Excerpt –
*** Begin section ***

Here we go. Eugene is not that far away. I refuse to count how many weeks because that will alarm me. It's close and therefore my miles are going up and I'm enjoying that. The workouts have been challenging and I'm mostly hitting them. That's a big change. Before, I'd always hit them no problem.
What has been even more challenging is the weather. Snow and ice and freezing cold temps. I still can get the miles in as long as it isn't icy downtown but it sure isn't fun. I have spent quite a few workouts this week wondering if I'm hardcore or crazy. Yes. That is usually the answer I come up with by the end of the workout.
And last weekend we redid our tub surround. Try fitting in two workouts a day without a shower. Yeah. That won't happen. Fortunately we were able to use our neighbors' shower as they were out of town and we cat sit for them. This weekend I finished final caulking and painting and it looks like we have a new bathroom. Love it!
And after all the running and house projects this weekend, i thought I better spend some time sitting too. So I knit a cat toy for the neighbors' cats. The pattern is from Clara Parkes "the Knitter's book of Yarn" and it was a quick and easy knit which took about 3 hours. It does have the toe of a sock stuffed with catnip in there as well.
I made sure it was cat approved. York and Keswick think it is pretty interesting. They will have their own soon.
Sunday, February 13, 2011
Photo by Glenn TachiyamaWow. That downhill from the Orcas Island 25k did a number on my legs. My legs finally felt back to normal Thursday. And I was constantly hungry. It really was a great event and I highly recommend it. I'm looking at other events produced by Rainshadow Running and am pretty seriously considering the 50k for next year. It really was an outstanding weekend.
And I was delighted to find that Glenn Tachiyama was at the event photographing runners. I've seen his photographs in a Tribute to the Trails running calendar which I've had up at my work cubicle for a couple years now and love his views. Those pictures whisper "trails" to me every day and always bring a smile when I think of the trail running adventures I've had over the years. Best of all, these calendars support the local Washington Trail Association. That's a win-win!
finally, i was at an event that Glenn was at and I jumped at the chance to get one of his photographs. He was well placed in this event. We'd just come out of the forest to a spectacular view and then turn the corner and there he is. I still had a grin on my face from the view and notice that it was a spot where you had to watch your footing.
I took it pretty easy this week as I recovered. 15 miles on those sorts of trails definitely took it out of me but I was pretty happy that I didn't feel too challenged. yes, I was sore and respected my muscles yelling at me but nothing hurt.

*** End section ***

Task requirements –
Write the next part of the running blog above, picking up after its last sentence.

Extracted data entries –
*** Begin section ***

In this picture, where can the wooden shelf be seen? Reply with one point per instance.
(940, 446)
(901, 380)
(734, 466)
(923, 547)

*** End section ***

Answer to this exercise –
With some bonus money from work, I finally got a rower for home use this week. When I took that learn to row class a couple years ago, I found I really enjoyed rowing. When I belonged to a gym, i would use one consistently. I haven't belonged to a gym in quite a while now so I was missing that component. It's a great warm-up for core and a nice complement to biking. I've used the rower twice so far this week for just a short time and I am just happy to have it.
and once I was certain legs were feeling good although still a bit tired, I went ahead and raced a 5k this weekend. The Love' em or Leave 'em 5k Valentine's Day Race at Green Lake has grown! They were predicting 3000 runners this year. I don't think they got quite that many but there were a lot. I had a good warm-up and went out at a planned 7:30 pace. I really wasn't sure what to expect but was happy to stay pretty even. My splits: 7:29, 7:27, 7:24. that last mile was into the wind too. Chip time was 23:30 which was the same as last year but mentally this was a much better race.
Training for the Eugene marathon begins in earnest. I've been working harder in training and I'm able to take more quality workouts. We are past the worst of the winter darkness and Spring is around the corner. I can't wait!
Sunday, February 6, 2011
A group of us had signed up for the 25k in late September of last year as this race sold out early. One intrepid soul even signed up for this as his first 50k organized trail race. I've done one other longer trail race of 13 miles in 2009 and was just expecting this to be a very long and tough fun run/hike. Add in the incredible setting with a bunk house filled with friends and this became a most memorable weekend. For some reason I never looked all that closely at the elevation chart. Somehow I missed that it started at 500 feet and went to a climb topping out at 2300 feet and honestly, I think it was better that way.
There are a lot of logistics involved in getting 8 people and all their gear onto a ferry and then an island camp with limited (but perfectly acceptable) facilities. A bed for two nights was just 40 dollars and really you can't beat that. Camp Moran fit perfectly with this well organized but low-key event. There was a lot of info at the event website but I kept missing important pieces. As is the way with planning for long term running events, life happens so not everyone who had been planning on running this race was able to come. We figured out carpooling and food and sleeping arrangements and it all worked out just as I knew it would.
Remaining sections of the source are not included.